(WHAT IS NEEDED): Rewrite the items from the beginning through the line containing "19L184 19L182 20L181", inclusive, swapping "ceiling light fixture" for "pendant lamp" and leaving everything else unchanged.

BEGIN RECORDS

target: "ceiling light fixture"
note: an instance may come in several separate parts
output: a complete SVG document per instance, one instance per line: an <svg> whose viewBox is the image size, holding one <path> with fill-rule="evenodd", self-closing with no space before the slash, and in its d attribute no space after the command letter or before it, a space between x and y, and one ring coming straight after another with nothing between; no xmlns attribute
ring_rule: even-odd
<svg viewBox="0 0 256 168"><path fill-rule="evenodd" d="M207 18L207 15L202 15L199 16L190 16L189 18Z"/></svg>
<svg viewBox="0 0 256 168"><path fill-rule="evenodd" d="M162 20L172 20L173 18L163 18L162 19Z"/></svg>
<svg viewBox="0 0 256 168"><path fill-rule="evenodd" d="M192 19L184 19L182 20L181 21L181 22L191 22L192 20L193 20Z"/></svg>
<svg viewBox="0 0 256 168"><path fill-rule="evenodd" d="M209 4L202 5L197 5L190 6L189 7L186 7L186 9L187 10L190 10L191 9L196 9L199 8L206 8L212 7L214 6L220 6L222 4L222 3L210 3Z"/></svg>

END RECORDS

(FULL ANSWER):
target: "pendant lamp"
note: an instance may come in several separate parts
output: a complete SVG document per instance, one instance per line: an <svg> whose viewBox is the image size, holding one <path> with fill-rule="evenodd", self-closing with no space before the slash, and in its d attribute no space after the command letter or before it, a space between x and y, and one ring coming straight after another with nothing between; no xmlns attribute
ring_rule: even-odd
<svg viewBox="0 0 256 168"><path fill-rule="evenodd" d="M207 18L207 15L202 15L199 16L190 16L189 18Z"/></svg>
<svg viewBox="0 0 256 168"><path fill-rule="evenodd" d="M162 20L172 20L173 18L163 18L162 19Z"/></svg>
<svg viewBox="0 0 256 168"><path fill-rule="evenodd" d="M192 19L184 19L182 20L181 21L181 22L191 22L192 20L193 20Z"/></svg>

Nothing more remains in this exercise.